Archive for August, 2012

EMC Introduces New Mainframe VTL

Competition suddenly is heating up at the top of the mainframe storage world. EMC introduced the high end DLm8000, the latest in its family of VTL products. This one is aimed for large enterprise mainframe environments and promises to ensure consistency of data at both production and recovery sites and provide the shortest possible RPO and RTO for critical recovery operations.

It is built around EMC VMAX enterprise storage and its SRDF replication and relies on synchronous replication to ensure immediate data consistency between the primary and target storage by writing the data simultaneously at each. Synchronous replication addresses the potential problem latency mismatch that occurs with the usual asynchronous replication, where a lag between writes to the primary and to the backup target storage can result in inconsistent data.

Usually this mismatch exists for a brief period. EMC suggests the issue, especially for large banks and financial firms—its key set of mainframe target customers—is much more serious. Large financial organizations with high transaction volume, EMC notes, have historically faced recovery challenges because their mainframe tape and DASD data at production and secondary sites were never fully in synch.  As such, recovery procedures often slowed until the differences between the two data sets were resolved, which slowed the resulting failover.  This indeed may be a real issue but for only a small number of companies, specifically those that need an RTO and RPO of just about zero.

EMC used the introduction of the DLm8000 to beat up tape backup in general. Physical tape transportation by third party records management companies, EMC notes, hinders recovery efforts by reducing what it refers to as the granularity of RPOs while dramatically increasing the RTO.  In addition, periodic lack of tape drive availability for batch processing and for archive and backup applications can impair SLAs, further increasing the risks and business impact associated with unplanned service interruptions. That has been long recognized, but remember EMC is a company that sells disk, not tape storage, and ran a Tape Sucks campaign after its purchase of Data Domain. What would you expect them to say?

## To do
- 1) According to the DLm8000 article, why does synchronous replication avoid the data inconsistency that asynchronous replication can cause?
- 2) Return the passage of the DLm8000 article from "Competition suddenly is" to "in inconsistent data.".

Box-labeled dataset extracts
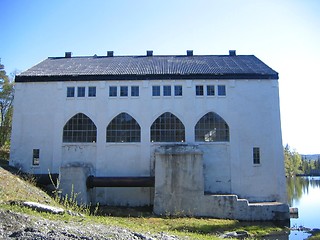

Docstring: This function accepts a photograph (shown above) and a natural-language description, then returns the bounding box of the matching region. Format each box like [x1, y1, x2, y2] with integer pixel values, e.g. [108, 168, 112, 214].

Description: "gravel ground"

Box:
[0, 209, 184, 240]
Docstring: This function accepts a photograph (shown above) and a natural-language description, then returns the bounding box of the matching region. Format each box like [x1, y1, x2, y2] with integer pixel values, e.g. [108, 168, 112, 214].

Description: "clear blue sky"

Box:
[0, 0, 320, 154]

## Responses for each task
- 1) Synchronous replication writes the data to the primary and target storage at the same time, so the two are consistent immediately. With asynchronous replication, a lag between the writes to the primary and to the backup target can leave the data inconsistent.

- 2)
Competition suddenly is heating up at the top of the mainframe storage world. EMC introduced the high end DLm8000, the latest in its family of VTL products. This one is aimed for large enterprise mainframe environments and promises to ensure consistency of data at both production and recovery sites and provide the shortest possible RPO and RTO for critical recovery operations.

It is built around EMC VMAX enterprise storage and its SRDF replication and relies on synchronous replication to ensure immediate data consistency between the primary and target storage by writing the data simultaneously at each. Synchronous replication addresses the potential problem latency mismatch that occurs with the usual asynchronous replication, where a lag between writes to the primary and to the backup target storage can result in inconsistent data.